== What you need to do ==
Count the lines in the records below that contain the word "green", and reply with the number alone.
— BEGIN Listing —
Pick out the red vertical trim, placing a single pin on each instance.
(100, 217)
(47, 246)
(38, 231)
— END Listing —
— BEGIN Listing —
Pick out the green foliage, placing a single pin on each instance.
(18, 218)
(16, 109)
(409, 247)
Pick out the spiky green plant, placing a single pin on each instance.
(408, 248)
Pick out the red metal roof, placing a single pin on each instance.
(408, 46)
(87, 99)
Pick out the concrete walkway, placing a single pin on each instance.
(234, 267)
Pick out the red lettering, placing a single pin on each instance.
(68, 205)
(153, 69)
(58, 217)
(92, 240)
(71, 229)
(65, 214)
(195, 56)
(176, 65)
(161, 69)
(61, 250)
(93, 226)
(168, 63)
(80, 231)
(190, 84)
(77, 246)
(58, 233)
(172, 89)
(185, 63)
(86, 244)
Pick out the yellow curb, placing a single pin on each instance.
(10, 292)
— END Listing —
== The completed task ==
2